**AIM**
Rewrite all of the data below as a two-column CSV with the headers instruction and output, giving one row for each instruction and its full answer. Wrap every field in double quotes and change any line breaks inside a field to spaces.

--- INPUT RECORDS ---

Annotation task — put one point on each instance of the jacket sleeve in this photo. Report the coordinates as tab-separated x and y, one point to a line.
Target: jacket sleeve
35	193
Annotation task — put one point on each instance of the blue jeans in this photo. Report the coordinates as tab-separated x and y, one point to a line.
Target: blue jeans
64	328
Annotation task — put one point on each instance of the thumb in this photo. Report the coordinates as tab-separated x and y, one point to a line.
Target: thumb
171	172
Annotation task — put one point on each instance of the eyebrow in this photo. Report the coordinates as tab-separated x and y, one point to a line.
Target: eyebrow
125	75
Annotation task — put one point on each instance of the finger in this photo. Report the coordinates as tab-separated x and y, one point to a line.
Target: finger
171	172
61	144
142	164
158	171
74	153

---

**SOLUTION TO THE EXERCISE**
instruction,output
"Annotation task — put one point on each instance of the jacket sleeve in this photo. Report the coordinates as tab-separated x and y, one point to a line. Target: jacket sleeve","35	193"
"Annotation task — put one point on each instance of the blue jeans in this photo. Report the coordinates as tab-separated x and y, one point to a line. Target: blue jeans","64	328"
"Annotation task — put one point on each instance of the thumb in this photo. Report the coordinates as tab-separated x and y, one point to a line. Target: thumb","171	172"
"Annotation task — put one point on each instance of the eyebrow in this photo. Report the coordinates as tab-separated x and y, one point to a line. Target: eyebrow","125	75"
"Annotation task — put one point on each instance of the finger in this photo. Report the coordinates as tab-separated x and y, one point to a line. Target: finger","171	172 61	144 142	164 158	171 74	153"